* [Source data]

-------------------------

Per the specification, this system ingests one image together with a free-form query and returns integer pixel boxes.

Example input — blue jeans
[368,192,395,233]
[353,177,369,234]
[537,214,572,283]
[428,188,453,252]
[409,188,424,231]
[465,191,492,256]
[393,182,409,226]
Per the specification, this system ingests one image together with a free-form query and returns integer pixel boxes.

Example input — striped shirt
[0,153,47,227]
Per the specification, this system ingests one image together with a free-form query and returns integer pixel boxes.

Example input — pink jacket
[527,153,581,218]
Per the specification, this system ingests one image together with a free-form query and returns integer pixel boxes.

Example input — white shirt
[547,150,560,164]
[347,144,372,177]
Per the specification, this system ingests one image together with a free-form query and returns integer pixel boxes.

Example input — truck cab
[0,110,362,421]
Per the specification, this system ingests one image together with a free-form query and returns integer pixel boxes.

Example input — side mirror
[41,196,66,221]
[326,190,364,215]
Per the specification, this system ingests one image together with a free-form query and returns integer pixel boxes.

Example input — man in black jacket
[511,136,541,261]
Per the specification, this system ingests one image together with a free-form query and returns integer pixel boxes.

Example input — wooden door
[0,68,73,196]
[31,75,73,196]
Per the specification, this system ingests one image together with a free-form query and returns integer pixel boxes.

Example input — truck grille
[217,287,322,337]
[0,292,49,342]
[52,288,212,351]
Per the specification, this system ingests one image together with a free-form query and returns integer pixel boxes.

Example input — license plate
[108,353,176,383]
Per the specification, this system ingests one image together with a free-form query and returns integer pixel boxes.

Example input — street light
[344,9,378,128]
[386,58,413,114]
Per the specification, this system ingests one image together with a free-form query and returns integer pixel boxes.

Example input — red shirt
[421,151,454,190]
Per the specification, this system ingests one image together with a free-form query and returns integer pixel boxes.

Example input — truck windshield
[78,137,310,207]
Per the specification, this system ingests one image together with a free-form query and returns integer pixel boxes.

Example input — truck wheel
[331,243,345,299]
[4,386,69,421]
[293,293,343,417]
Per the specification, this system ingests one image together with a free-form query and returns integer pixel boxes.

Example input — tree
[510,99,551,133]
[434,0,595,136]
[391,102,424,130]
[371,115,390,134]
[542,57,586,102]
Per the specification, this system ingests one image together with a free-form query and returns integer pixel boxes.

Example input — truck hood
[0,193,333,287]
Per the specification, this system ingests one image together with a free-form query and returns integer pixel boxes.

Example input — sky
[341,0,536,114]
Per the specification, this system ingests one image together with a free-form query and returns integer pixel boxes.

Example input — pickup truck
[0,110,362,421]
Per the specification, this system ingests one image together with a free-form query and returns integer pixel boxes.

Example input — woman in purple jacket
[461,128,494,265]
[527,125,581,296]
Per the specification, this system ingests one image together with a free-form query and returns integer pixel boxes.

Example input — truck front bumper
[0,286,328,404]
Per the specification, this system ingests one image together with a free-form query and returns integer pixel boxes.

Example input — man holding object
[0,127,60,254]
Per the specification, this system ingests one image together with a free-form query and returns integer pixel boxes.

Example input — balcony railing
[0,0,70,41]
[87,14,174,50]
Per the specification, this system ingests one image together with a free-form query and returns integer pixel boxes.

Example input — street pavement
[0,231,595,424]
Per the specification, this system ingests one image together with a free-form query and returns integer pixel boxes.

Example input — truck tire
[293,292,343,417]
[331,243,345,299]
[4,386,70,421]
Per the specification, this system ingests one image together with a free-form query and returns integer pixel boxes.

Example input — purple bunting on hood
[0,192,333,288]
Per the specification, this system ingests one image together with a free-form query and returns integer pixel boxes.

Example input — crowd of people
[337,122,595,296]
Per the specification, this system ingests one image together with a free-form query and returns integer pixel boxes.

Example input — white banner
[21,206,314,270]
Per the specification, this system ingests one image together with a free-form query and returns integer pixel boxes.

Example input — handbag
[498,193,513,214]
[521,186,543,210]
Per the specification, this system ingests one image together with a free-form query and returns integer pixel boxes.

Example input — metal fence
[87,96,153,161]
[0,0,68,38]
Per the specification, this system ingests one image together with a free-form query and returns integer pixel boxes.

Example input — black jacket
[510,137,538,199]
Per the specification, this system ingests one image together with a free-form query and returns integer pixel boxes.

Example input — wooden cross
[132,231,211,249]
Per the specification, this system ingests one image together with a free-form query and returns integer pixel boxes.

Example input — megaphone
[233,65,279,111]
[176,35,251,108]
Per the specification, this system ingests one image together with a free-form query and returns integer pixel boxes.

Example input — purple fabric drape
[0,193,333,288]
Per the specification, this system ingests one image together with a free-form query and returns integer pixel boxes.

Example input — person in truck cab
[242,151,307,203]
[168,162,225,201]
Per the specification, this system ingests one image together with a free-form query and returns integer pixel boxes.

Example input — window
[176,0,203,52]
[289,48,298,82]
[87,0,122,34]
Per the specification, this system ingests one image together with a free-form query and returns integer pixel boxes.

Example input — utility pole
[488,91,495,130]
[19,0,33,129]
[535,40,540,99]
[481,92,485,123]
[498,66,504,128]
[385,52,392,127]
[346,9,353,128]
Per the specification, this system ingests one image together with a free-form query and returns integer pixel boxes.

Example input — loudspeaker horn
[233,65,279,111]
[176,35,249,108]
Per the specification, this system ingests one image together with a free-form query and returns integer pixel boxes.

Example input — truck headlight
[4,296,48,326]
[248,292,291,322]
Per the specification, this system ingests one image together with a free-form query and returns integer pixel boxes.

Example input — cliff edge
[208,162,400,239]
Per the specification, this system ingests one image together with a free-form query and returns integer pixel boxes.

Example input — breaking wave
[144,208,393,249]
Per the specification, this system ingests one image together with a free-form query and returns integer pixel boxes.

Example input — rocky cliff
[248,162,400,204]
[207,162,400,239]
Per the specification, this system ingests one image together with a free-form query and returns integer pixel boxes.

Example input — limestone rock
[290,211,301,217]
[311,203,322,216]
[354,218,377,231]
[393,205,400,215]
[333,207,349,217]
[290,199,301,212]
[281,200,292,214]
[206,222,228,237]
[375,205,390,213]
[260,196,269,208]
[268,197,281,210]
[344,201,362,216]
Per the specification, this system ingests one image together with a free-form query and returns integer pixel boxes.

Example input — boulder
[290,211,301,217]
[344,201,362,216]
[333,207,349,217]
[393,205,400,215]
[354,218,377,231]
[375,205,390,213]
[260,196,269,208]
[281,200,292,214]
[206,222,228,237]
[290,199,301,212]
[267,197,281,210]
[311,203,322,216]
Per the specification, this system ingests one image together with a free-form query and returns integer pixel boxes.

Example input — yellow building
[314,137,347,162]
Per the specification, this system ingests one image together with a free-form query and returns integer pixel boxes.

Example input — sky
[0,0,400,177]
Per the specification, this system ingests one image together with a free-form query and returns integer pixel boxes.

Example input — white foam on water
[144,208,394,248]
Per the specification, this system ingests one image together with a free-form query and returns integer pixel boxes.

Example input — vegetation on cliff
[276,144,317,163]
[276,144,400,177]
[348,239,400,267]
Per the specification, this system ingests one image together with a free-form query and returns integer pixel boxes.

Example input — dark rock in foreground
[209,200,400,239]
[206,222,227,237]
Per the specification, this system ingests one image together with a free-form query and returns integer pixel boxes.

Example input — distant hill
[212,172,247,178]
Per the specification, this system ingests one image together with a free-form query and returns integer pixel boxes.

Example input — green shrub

-------------------------

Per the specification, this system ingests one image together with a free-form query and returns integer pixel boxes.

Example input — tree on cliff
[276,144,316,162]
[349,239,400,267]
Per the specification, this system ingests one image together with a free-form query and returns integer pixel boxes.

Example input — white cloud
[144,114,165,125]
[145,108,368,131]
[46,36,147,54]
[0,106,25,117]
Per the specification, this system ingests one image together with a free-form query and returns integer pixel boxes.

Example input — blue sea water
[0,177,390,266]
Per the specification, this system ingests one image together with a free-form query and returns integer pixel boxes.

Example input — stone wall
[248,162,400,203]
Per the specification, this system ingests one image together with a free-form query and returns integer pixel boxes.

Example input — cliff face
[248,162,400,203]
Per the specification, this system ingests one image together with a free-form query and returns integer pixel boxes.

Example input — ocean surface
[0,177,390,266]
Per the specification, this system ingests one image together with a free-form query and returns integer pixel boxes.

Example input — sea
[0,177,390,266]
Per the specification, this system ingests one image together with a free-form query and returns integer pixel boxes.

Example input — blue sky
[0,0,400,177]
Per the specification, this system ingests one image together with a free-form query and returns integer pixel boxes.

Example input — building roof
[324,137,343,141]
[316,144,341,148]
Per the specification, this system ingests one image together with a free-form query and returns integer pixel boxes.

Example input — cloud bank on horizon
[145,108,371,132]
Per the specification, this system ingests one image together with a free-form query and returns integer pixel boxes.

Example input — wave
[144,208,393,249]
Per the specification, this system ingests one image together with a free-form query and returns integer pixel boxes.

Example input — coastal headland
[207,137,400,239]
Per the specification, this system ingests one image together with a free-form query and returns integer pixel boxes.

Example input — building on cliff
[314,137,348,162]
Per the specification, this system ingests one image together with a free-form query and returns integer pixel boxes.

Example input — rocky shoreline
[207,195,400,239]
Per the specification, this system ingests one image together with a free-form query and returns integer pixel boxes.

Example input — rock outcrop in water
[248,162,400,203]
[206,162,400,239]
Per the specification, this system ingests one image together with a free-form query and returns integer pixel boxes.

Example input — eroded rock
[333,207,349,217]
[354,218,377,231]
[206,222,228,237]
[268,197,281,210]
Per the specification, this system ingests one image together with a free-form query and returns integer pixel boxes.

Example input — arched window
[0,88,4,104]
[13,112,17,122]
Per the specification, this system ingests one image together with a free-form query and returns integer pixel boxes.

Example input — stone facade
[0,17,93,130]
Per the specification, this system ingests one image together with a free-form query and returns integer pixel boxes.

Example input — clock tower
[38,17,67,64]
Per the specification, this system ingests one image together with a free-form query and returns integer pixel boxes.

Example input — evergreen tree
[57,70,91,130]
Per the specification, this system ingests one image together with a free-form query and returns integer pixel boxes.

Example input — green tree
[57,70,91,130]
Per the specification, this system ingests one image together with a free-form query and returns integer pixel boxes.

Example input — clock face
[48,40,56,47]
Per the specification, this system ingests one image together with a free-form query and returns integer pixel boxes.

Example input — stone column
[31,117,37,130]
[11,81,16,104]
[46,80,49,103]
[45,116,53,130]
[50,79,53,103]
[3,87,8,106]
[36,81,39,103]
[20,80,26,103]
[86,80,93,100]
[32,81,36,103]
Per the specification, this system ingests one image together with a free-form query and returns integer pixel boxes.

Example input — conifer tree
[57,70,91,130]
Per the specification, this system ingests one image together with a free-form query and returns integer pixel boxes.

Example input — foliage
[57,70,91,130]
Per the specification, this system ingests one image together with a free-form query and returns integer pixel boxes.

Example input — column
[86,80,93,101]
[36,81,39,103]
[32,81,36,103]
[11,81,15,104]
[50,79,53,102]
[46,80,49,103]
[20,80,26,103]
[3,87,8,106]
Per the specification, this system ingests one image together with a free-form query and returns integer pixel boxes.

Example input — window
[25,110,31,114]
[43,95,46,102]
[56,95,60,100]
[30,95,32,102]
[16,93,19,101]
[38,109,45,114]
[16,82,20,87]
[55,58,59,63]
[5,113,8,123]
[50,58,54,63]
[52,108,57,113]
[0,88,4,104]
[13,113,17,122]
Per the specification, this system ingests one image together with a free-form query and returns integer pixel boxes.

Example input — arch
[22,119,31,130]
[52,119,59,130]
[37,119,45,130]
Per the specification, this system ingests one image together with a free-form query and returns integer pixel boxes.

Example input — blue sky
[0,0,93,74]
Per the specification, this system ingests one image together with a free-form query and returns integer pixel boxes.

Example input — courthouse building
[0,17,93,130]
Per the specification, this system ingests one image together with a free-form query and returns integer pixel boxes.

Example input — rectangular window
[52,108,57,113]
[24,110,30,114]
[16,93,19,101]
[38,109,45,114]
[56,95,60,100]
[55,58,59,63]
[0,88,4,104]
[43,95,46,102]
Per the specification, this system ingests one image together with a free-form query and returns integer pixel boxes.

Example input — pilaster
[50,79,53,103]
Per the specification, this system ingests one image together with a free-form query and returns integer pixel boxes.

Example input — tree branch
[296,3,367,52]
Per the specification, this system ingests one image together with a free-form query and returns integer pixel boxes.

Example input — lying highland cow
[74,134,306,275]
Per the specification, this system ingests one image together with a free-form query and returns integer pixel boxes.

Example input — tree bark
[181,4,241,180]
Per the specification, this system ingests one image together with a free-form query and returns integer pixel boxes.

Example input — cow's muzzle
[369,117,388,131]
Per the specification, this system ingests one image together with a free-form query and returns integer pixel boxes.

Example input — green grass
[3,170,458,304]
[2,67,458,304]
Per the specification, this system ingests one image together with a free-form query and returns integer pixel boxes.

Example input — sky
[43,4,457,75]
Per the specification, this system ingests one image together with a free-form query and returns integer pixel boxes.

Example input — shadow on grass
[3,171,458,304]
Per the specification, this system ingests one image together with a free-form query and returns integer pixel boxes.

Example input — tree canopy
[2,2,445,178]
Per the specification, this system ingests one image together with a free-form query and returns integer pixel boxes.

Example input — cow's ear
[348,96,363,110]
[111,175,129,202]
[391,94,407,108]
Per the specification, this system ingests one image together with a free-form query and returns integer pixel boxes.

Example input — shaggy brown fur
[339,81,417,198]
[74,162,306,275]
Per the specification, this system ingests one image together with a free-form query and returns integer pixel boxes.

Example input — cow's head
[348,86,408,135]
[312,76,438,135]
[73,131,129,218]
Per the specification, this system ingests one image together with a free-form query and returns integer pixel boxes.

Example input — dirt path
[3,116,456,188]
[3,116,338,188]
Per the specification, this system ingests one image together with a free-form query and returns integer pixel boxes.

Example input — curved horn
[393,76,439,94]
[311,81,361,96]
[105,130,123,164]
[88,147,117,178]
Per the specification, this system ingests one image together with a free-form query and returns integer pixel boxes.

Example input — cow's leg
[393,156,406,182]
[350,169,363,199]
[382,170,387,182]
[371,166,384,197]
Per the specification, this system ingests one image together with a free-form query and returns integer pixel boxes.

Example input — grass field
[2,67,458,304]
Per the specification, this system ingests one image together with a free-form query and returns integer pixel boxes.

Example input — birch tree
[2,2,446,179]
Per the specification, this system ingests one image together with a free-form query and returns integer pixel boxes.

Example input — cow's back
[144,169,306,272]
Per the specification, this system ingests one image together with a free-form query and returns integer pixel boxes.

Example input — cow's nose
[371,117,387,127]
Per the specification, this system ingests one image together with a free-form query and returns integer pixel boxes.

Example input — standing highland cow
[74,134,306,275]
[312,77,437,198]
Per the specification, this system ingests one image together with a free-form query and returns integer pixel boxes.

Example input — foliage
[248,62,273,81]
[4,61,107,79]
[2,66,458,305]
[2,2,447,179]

-------------------------

* [YOUR TASK] Work out how many lines in the records above contain the string "clock", with case counting, and give only that number.

* [EXERCISE RESPONSE] 2